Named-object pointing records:
┌────────
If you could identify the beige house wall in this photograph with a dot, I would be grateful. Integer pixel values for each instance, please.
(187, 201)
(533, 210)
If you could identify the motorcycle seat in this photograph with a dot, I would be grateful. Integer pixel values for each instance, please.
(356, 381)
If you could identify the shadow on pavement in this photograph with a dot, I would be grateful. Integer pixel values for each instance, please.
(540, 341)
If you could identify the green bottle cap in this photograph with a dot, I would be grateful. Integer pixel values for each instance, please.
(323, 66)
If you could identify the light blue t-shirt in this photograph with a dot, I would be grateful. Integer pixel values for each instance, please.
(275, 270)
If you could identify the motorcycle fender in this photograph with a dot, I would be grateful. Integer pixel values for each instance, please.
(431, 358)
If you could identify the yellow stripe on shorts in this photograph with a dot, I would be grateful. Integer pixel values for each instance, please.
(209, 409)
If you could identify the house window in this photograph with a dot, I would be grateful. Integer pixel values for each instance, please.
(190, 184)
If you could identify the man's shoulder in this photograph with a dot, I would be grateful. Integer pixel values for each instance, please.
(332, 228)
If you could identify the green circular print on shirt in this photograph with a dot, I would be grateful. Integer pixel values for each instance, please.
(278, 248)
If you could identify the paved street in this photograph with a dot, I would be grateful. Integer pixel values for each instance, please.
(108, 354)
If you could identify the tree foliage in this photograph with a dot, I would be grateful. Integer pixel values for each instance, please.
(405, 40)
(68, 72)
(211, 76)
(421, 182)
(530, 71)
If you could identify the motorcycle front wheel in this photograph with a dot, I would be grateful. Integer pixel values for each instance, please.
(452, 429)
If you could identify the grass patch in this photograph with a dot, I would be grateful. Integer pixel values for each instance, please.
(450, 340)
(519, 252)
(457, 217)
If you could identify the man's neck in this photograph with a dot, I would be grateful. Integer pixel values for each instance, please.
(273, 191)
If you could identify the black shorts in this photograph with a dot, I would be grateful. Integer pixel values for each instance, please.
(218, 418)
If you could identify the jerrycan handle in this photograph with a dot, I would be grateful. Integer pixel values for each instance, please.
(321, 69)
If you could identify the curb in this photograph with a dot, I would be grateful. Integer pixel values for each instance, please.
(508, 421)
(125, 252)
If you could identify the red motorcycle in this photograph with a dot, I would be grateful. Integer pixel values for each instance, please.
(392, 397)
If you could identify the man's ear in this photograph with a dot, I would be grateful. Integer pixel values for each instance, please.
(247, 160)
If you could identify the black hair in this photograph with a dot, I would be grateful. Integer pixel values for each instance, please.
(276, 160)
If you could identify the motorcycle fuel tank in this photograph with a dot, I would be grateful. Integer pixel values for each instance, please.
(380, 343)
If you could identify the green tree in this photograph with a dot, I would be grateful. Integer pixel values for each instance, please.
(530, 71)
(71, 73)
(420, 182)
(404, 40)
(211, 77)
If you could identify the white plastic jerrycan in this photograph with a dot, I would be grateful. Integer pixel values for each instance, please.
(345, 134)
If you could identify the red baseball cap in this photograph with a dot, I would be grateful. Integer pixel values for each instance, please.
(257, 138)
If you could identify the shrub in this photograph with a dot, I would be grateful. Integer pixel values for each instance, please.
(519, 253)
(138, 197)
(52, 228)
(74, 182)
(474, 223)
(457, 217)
└────────
Required work
Write down all the entries again without a single difference.

Output for this task
If you could identify the beige house wall in this photograph with a dot, I would be grateful. Integer pixel values for each instance, please.
(187, 201)
(533, 210)
If you could identify the motorcycle seat in this photograph with a dot, I would be grateful. Integer pixel values for each instance, please.
(356, 381)
If you could identify the shadow on pavement in this photograph with a dot, I would be grateful. Integer pixel values for each instance, please.
(540, 341)
If you could identify the green bottle cap in this photograph with a dot, I would be grateful. Integer pixel values for each instance, please.
(323, 66)
If you could identify the light blue t-shirt in this photograph with a dot, I would be grateful. Integer pixel values for each instance, please.
(275, 270)
If you could identify the motorcycle fender in this photograph with a dot, I would be grateful. Integer pixel values for each instance, please.
(431, 358)
If you could identify the yellow stripe on shorts in this photograph with a dot, I would be grateful. Integer pixel values for each instance, please.
(209, 409)
If you could identify the house window in this photograph with a dot, I would be grateful. Integer pixel values for each instance, please.
(190, 184)
If you could identify the man's shoulder in this photograph with a dot, I would be grateful. Integer pixel values for each instance, please.
(332, 228)
If you could identify the green circular print on shirt in this photograph with a dot, I would be grateful. Integer pixel values for each instance, please.
(278, 248)
If you could identify the paved street in this photograph with a dot, I would be grateful. Integer pixel values for each instance, please.
(108, 354)
If you could identify the tree foliage in this photograph with a dot, I would be grateful. Integer pixel values for each instance, please.
(405, 40)
(68, 72)
(211, 76)
(421, 182)
(530, 71)
If you could identify the motorcycle front wheel in this photograph with a dot, I would be grateful. Integer pixel values for each instance, please.
(452, 429)
If you could identify the grass patch in this photograph with a dot, I would be grateful. Integer pixel values for each instance, please.
(450, 340)
(519, 252)
(457, 217)
If you could identify the man's neck in this photograph with a dot, I would be grateful. Integer pixel values for each instance, please.
(273, 191)
If you could identify the black shorts in this photograph with a dot, I would be grateful. Integer pixel values for each instance, please.
(218, 418)
If you could identify the jerrycan handle in this photograph with a dot, I would be grateful. Integer pixel values for each instance, please.
(321, 69)
If you could identify the curb in this photograph with a dot, I would be grateful. Integer pixel values for each instance, please.
(508, 421)
(125, 252)
If you could identify the red motorcycle in this photograph with a dot, I would be grateful. Integer pixel values for each instance, please.
(392, 397)
If you could identify the man's ear in this photograph with a dot, I would be grateful. Integer pixel values for each instance, please.
(247, 160)
If you could identify the black hair in this photograph with a dot, I would be grateful. Integer pixel values for each instance, please.
(276, 160)
If you could identify the motorcycle fuel tank in this photograph with a dot, I would be grateful. Integer pixel values for each instance, please.
(380, 343)
If you could identify the green tree in this photograph with a dot, I would be grateful. Integer pixel values for each instance, please.
(530, 71)
(71, 73)
(420, 182)
(404, 40)
(211, 77)
If you could identify the white plastic jerrycan in this photograph with a dot, I would be grateful. Integer pixel values for each instance, please.
(345, 134)
If you could identify the red baseball cap in this photograph with a dot, I would be grateful. Integer pixel values for each instance, please.
(257, 138)
If you could identify the shrub in this photograph with a dot, I would be grateful. Integer pixel values for each instance, please.
(519, 253)
(138, 197)
(52, 228)
(74, 182)
(474, 223)
(457, 217)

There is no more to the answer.